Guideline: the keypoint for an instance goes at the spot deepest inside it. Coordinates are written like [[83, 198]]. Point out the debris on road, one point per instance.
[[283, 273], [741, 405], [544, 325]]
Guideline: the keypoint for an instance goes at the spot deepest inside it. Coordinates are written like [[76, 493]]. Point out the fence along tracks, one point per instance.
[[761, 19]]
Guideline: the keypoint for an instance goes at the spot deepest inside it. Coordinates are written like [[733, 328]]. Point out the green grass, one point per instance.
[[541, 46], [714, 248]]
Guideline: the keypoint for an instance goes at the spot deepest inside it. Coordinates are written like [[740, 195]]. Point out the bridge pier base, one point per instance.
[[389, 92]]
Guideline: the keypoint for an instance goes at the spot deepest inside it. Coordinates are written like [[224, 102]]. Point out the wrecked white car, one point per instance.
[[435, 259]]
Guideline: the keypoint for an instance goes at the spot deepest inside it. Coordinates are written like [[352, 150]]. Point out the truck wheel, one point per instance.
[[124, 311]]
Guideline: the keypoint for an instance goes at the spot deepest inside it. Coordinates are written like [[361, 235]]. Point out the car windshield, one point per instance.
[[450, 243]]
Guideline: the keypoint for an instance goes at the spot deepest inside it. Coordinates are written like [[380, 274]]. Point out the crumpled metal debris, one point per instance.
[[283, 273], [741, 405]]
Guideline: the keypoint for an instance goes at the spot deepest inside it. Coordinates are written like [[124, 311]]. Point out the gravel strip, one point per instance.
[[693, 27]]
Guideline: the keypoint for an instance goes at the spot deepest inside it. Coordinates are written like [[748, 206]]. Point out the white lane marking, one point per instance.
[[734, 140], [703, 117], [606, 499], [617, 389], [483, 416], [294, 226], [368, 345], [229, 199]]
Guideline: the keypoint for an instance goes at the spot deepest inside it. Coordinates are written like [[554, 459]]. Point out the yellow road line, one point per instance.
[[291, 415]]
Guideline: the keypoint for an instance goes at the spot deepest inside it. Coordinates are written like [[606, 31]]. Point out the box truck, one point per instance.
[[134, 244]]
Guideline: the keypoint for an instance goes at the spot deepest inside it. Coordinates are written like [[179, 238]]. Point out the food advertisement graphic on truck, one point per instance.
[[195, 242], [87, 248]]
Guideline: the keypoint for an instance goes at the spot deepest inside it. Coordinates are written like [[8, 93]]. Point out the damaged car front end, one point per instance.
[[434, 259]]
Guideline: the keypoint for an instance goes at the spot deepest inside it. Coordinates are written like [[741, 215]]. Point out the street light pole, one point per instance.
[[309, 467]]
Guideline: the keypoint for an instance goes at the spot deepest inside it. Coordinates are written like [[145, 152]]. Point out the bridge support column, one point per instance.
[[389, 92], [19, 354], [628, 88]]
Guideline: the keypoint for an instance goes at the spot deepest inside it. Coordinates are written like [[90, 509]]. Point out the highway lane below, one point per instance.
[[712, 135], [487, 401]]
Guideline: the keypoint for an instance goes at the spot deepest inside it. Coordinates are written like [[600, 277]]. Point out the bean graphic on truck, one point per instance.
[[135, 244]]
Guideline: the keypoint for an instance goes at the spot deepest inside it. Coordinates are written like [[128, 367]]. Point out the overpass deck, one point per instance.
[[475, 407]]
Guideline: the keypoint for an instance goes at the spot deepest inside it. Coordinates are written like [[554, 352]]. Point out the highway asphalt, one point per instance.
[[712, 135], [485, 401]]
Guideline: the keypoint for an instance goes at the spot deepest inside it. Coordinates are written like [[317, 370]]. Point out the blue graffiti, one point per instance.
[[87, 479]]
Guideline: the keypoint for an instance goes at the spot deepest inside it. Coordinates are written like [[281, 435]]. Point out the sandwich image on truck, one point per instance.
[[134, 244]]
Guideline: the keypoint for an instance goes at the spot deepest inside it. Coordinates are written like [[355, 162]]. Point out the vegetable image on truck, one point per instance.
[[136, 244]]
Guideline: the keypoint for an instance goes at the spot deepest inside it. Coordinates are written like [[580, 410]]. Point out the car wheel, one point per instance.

| WHAT IS NEEDED |
Reproduce the data from the line containing "end, one point per instance." through the line containing "[[389, 92], [19, 354], [628, 88]]", both included. Offset every answer coordinate by -70, and leave the requests and their sample coordinates unchanged.

| EXERCISE RESPONSE |
Guideline: the keypoint for an instance goes at the spot deepest inside it. Coordinates are written like [[8, 93]]. Point out the damaged car front end, one point per instance.
[[364, 189]]
Guideline: the keypoint for an instance goes at the spot deepest inside it. Coordinates are written like [[741, 215]]. Point out the street light pole, one point per instance.
[[239, 397]]
Guideline: the keypoint for an instance goes at the spot deepest inside it. Coordinates are written like [[145, 152]]. Point out the bridge support column, one point per instance.
[[319, 22], [-51, 284], [558, 18]]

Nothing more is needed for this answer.